*PROBLEM STATEMENT*. Rewrite the lines from the one holding "Provide the segmentation of every instance of the blue" through the one holding "101), (60, 115)]", inclusive, putting "plaid" in place of "checkered" and leaving everything else as it is.

*MATERIAL*.
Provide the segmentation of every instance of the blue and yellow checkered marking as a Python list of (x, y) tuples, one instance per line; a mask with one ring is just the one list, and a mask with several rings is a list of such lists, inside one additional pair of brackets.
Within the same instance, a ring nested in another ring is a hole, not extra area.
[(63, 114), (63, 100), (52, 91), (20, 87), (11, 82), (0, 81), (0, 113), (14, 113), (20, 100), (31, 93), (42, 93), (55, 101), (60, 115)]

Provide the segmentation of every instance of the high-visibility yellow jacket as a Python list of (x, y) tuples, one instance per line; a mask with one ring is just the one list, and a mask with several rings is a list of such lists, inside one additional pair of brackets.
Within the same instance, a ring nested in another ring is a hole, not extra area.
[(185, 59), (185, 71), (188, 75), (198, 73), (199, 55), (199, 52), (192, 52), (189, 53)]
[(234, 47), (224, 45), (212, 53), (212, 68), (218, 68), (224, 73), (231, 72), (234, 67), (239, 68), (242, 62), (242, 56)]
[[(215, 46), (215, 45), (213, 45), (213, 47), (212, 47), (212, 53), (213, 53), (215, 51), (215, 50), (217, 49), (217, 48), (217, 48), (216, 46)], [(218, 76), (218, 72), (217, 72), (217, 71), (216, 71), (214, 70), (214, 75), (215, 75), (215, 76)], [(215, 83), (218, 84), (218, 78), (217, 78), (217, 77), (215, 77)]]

* * *

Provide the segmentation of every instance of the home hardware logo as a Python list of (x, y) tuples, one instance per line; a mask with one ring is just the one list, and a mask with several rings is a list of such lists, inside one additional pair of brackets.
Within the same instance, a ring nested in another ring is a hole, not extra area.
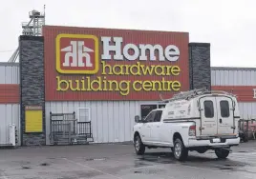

---

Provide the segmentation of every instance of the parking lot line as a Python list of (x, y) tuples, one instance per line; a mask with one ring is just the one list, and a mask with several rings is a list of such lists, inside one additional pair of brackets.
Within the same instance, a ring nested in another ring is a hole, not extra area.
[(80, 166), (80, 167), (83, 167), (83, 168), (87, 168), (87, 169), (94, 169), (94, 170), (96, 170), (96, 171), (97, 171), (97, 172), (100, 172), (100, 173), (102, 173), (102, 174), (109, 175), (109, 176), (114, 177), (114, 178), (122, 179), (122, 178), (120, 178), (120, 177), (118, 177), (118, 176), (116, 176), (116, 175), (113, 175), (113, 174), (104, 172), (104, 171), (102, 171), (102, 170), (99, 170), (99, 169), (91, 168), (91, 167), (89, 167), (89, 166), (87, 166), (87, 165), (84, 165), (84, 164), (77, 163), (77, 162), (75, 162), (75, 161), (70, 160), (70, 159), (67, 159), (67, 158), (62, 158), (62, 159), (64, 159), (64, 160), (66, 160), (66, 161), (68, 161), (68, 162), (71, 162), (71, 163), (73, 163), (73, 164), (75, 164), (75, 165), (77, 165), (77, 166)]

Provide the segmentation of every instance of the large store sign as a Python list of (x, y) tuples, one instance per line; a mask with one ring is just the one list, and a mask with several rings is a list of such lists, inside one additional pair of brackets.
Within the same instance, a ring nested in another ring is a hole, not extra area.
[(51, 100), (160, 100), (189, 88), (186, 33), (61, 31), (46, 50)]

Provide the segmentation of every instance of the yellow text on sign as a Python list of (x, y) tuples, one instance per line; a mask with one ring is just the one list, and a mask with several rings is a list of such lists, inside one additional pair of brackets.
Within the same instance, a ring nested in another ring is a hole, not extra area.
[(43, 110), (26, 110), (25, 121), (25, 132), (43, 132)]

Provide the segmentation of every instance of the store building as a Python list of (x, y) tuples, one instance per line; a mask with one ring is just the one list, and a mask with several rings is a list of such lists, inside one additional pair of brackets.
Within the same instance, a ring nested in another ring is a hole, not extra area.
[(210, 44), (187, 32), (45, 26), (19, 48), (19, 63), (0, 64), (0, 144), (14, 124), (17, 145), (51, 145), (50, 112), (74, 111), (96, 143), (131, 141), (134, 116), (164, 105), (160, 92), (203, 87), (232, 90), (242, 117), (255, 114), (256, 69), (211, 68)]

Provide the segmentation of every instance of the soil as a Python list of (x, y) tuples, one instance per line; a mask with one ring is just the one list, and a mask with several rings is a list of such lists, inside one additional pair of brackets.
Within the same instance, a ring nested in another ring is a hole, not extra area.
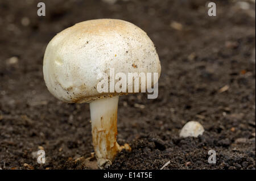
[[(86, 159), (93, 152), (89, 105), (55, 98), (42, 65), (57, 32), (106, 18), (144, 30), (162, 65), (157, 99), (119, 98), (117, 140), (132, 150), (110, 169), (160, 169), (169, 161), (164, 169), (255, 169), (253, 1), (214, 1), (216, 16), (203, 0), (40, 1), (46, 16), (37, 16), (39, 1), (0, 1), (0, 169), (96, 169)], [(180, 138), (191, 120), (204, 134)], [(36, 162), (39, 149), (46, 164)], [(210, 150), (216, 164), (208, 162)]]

*TASK OUTPUT*.
Provide the segmentation of every instance of the blue and yellow plaid marking as a Python list of (x, y) tuples, one instance per line; a mask with one ring is just the one list, and a mask with several rings is a list of such lists, inside one additional pair of brackets.
Within the same instance, a ring nested in another ring is a hole, not extra area.
[(63, 114), (63, 100), (52, 91), (20, 87), (11, 82), (0, 81), (0, 113), (14, 113), (20, 100), (31, 93), (42, 93), (55, 101), (60, 115)]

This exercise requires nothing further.